• **WHAT THE EXERCISE ASKS**: Omit every picture, and retype the lines that run from the beginning of the data below through the line containing "Target: blue jeans", inclusive.

• **SUPPLIED RECORDS**:

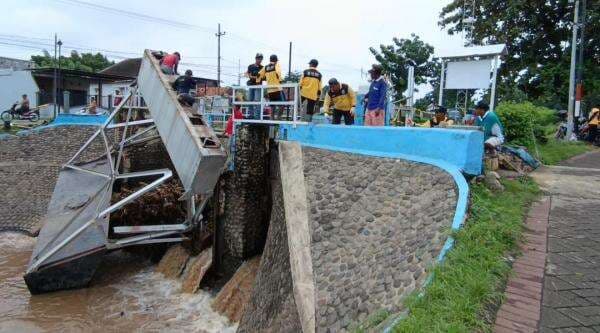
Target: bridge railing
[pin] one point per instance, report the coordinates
(263, 104)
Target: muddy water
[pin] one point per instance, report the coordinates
(126, 295)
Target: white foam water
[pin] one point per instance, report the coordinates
(126, 295)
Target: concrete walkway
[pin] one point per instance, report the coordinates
(570, 299)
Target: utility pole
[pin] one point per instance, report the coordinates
(579, 86)
(54, 83)
(570, 109)
(219, 34)
(290, 61)
(58, 82)
(239, 72)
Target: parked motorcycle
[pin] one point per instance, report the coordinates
(14, 114)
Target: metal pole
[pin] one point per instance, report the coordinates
(442, 77)
(570, 114)
(579, 87)
(494, 79)
(239, 73)
(290, 61)
(219, 34)
(54, 81)
(58, 80)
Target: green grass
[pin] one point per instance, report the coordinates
(467, 287)
(556, 151)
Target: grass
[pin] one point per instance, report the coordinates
(468, 286)
(556, 151)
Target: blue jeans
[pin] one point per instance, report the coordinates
(254, 96)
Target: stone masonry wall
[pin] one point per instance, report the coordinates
(272, 307)
(29, 166)
(376, 225)
(247, 202)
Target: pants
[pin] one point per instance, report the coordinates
(276, 96)
(592, 133)
(186, 99)
(337, 117)
(254, 96)
(308, 108)
(167, 70)
(373, 120)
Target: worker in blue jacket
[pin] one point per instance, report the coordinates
(375, 115)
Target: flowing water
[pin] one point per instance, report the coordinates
(126, 295)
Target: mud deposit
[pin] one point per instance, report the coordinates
(126, 295)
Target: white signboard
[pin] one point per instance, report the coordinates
(474, 74)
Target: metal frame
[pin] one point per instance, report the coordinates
(293, 103)
(144, 234)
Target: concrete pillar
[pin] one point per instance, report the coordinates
(66, 101)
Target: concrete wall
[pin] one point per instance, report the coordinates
(461, 148)
(376, 225)
(13, 84)
(360, 234)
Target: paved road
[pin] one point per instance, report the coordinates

• **TASK RESULT**:
Target: bridge railing
[pin] one point per instance, report the coordinates
(263, 104)
Target: muddy water
[pin] one point per instance, report the coordinates
(126, 295)
Target: white foam water
[pin] one point per instance, report the coordinates
(126, 295)
Target: concrete walkway
[pin] one point per instance, report the coordinates
(570, 299)
Target: utility pole
[pin] one point per instance, report the coordinates
(579, 86)
(54, 83)
(570, 109)
(219, 34)
(290, 61)
(58, 82)
(239, 72)
Target: parked motorcycle
[pin] one point per instance, report the coordinates
(14, 114)
Target: metal pole
[pin] one point per instance, report the coordinates
(442, 77)
(570, 114)
(579, 87)
(494, 79)
(239, 73)
(290, 61)
(219, 34)
(54, 81)
(58, 80)
Target: green grass
[pin] one point per instance, report the coordinates
(467, 287)
(556, 151)
Target: grass
[pin] one point per instance, report the coordinates
(468, 286)
(556, 151)
Target: blue jeans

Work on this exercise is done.